_Input rows_
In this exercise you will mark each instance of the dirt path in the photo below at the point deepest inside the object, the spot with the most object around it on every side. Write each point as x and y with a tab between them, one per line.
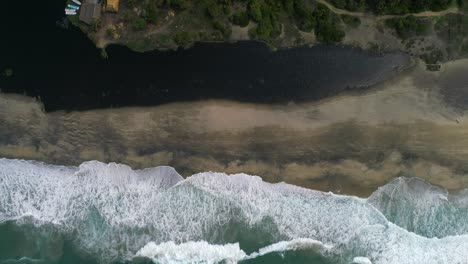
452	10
---
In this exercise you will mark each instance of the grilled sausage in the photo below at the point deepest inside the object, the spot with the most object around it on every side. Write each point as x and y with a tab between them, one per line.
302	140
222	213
...
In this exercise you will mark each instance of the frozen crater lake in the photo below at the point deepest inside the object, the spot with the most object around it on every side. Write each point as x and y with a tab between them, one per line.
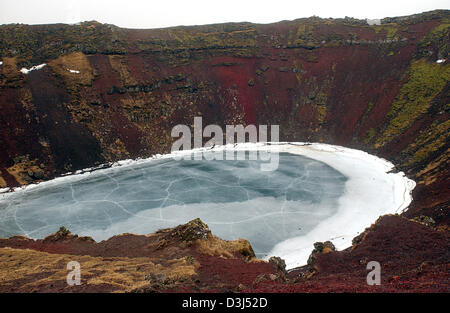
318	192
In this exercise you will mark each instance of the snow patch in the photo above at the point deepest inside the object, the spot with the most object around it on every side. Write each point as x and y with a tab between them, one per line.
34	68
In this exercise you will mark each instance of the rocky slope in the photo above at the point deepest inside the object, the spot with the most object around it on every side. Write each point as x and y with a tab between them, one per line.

_Task prompt_
Reproduce the items between the line holding "In this exercise you will mark each instance of the frozen" and the line holding "In this exercise you will mark each instance of the rocky", inclusive, leaving out the pictures.

_Exercise solution_
In this exercise you will mark each instance of the frozen crater lake in the photo below at the point deepest inside the object, the spot with the most object around it on every side. Write each point as x and y with a tab between them, one per line.
318	192
In this exercise you will mark each instance of the snow patch in the photo above at the point deepest inside the object, the spot with the most object around it on every side. Write each point as x and y with a tab between them, one per line.
34	68
In this exercise you will mark each instance of the rocky slope in the photo above at the point deepest inside the object, the spot with the most object around it on every side. Write each point as x and y with a tab between them, one per line.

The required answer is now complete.